◆ EXCERPTED TEXT
****************************************

On Thu, Jul 4, 2024 at 11:24 AM Richard Biener
<richard.guent...@gmail.com> wrote:
>
> On Wed, Jul 3, 2024 at 9:26 PM Georg-Johann Lay <a...@gjlay.de> wrote:
> >
> >
> >
> > Am 02.07.24 um 15:48 schrieb Richard Biener:
> > > On Tue, Jul 2, 2024 at 3:43 PM Georg-Johann Lay <a...@gjlay.de> wrote:
> > >>
> > >> Hi Jeff,
> > >>
> > >> This is a patch to get correct code out of 64-bit
> > >> loads from address-space __memx.
> > >>
> > >> The AVR address-spaces may require that move insns issue
> > >> calls to library support functions, a fact that -ftree-ter
> > >> doesn't account for.  tree-ssa-ter.cc then replaces an
> > >> expression across such a library call, resulting in wrong code.
> > >>
> > >> This patch disables that pass per default on avr, as there is no
> > >> more fine grained way to avoid malicious optimizations.

****************************************

◆ MATERIAL
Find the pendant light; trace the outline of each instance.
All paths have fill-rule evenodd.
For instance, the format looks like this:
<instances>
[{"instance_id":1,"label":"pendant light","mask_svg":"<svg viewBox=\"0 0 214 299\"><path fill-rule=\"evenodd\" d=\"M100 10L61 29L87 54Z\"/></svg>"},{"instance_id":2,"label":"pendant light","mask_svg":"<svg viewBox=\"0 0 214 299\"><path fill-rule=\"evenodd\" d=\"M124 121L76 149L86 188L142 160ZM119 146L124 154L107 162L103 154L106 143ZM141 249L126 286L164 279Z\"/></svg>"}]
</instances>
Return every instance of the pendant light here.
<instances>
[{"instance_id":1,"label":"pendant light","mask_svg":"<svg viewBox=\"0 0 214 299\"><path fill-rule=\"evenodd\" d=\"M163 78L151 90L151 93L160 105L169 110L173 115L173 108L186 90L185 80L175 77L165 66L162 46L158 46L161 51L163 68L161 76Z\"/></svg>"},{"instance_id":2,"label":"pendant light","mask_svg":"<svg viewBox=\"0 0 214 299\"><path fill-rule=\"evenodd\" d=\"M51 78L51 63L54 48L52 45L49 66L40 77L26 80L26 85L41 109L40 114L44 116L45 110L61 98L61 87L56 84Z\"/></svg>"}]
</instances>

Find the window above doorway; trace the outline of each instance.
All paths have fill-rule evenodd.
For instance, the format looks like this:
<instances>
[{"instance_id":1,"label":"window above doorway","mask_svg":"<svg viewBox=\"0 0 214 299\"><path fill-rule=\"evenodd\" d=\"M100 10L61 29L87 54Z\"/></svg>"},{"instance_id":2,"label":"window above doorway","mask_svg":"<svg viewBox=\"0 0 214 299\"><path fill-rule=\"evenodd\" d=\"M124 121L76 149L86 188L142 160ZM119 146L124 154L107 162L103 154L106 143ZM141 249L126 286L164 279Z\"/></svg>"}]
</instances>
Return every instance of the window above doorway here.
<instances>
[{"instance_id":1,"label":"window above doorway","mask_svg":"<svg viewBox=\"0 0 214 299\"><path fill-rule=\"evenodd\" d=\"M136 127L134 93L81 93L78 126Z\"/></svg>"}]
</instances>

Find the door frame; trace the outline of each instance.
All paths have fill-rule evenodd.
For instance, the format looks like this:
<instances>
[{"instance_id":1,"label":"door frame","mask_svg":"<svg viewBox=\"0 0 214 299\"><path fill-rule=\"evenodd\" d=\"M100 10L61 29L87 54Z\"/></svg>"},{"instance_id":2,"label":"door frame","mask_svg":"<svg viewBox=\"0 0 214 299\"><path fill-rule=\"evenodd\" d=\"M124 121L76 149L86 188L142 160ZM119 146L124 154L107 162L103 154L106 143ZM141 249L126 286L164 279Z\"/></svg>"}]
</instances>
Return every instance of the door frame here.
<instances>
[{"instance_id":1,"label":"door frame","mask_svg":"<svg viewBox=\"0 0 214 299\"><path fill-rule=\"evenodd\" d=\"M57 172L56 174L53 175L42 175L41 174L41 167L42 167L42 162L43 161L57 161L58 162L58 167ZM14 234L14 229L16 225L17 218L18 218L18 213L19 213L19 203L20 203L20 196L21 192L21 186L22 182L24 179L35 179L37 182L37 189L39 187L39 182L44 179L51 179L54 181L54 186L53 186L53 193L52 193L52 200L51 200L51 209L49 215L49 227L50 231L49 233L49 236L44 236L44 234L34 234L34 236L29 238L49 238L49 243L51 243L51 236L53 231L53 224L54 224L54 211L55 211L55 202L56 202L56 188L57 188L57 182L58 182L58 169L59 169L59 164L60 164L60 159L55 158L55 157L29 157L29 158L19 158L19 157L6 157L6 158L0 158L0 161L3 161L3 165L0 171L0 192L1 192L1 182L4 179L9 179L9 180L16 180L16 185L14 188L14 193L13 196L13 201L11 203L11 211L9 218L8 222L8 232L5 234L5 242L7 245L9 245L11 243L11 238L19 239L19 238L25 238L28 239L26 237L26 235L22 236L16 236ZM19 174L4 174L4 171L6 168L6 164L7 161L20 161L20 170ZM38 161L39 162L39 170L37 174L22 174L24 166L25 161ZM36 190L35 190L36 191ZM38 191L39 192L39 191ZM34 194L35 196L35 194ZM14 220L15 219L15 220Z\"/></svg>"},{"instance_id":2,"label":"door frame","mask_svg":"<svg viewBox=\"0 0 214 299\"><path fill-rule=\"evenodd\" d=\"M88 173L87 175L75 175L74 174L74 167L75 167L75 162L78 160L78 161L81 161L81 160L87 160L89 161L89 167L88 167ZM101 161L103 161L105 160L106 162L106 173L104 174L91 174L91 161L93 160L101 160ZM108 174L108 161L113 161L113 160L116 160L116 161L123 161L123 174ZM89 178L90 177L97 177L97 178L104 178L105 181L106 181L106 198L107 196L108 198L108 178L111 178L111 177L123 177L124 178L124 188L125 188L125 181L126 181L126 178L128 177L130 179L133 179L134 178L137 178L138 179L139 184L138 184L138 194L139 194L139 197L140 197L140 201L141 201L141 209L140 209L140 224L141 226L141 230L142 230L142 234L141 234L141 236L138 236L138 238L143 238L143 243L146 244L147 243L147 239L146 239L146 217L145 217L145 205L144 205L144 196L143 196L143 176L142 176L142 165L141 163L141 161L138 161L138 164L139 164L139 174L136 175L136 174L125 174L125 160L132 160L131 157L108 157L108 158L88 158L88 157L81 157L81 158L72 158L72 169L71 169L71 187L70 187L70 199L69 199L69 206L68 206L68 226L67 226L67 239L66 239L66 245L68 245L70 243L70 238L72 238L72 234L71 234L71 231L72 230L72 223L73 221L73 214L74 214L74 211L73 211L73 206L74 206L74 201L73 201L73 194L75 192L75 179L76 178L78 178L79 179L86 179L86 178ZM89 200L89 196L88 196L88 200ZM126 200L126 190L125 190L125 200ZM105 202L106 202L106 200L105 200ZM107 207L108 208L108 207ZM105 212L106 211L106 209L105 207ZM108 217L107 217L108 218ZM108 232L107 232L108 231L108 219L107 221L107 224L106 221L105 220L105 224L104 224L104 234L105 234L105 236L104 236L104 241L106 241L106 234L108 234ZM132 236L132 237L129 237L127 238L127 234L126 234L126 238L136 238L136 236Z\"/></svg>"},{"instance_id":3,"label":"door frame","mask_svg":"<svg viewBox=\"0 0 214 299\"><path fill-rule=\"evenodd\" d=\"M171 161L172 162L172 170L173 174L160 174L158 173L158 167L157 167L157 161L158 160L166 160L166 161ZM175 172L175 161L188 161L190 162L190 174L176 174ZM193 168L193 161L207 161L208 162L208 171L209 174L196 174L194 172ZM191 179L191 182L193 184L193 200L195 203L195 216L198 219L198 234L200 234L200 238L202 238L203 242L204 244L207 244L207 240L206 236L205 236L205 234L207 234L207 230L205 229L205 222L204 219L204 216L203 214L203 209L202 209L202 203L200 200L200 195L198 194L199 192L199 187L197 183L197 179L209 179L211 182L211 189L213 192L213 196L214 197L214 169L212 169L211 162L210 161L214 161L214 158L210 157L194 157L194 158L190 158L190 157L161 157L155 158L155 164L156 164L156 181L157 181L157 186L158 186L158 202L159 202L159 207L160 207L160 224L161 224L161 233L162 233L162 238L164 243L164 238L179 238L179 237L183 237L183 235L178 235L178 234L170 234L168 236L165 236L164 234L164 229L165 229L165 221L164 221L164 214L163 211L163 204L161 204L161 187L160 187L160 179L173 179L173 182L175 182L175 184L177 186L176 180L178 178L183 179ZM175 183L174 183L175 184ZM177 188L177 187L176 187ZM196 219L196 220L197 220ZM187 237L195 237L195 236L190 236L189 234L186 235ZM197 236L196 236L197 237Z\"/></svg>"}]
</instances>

****************************************

◆ WORK REQUIRED
Extend the email thread about the AVR __memx patch, starting right after its final sentence.

◆ EXERCISE ANSWER
> > >> The pass can still be re-enabled by means of explicit -ftree-ter.
> > >>
> > >> Ok to apply?
> > >
> > > I think this requires more details on what goes wrong - I assume
> > > it's not stmt reordering that effectively happens but recursive
> > > expand_expr on SSA defs when those invoke libcalls?  In that
> > > case this would point to a deeper issue.
> >
> > The difference is that with TER, we get a hard reg in .expand
> > for a movdi from 24-bit address-space __memx.
> >
> > Such moves require library calls, which in turn require
> > specific hard registers.  As avr backend has no movdi, the
> > moddi gets expanded as 8 * movqi, and that does not work
> > when the target registers are hard regs, as some of them
> > are clobbered by the libcalls.
>
> So I see
>
> (insn 18 17 19 2 (parallel [
>             (set (reg:QI 22 r22 [+4 ])
>                 (mem/u/c:QI (reg/f:PSI 55) [1 aa+4 S1 A8 AS7]))
>             (clobber (reg:QI 22 r22))
>             (clobber (reg:QI 21 r21))
>             (clobber (reg:HI 30 r30))
>         ]) "t.c":12:13 38 {xloadqi_A}
>      (nil))
> (insn 19 18 20 2 (set (reg:PSI 56)
>         (reg/f:PSI 47)) "t.c":12:13 112 {*movpsi_split}
>      (nil))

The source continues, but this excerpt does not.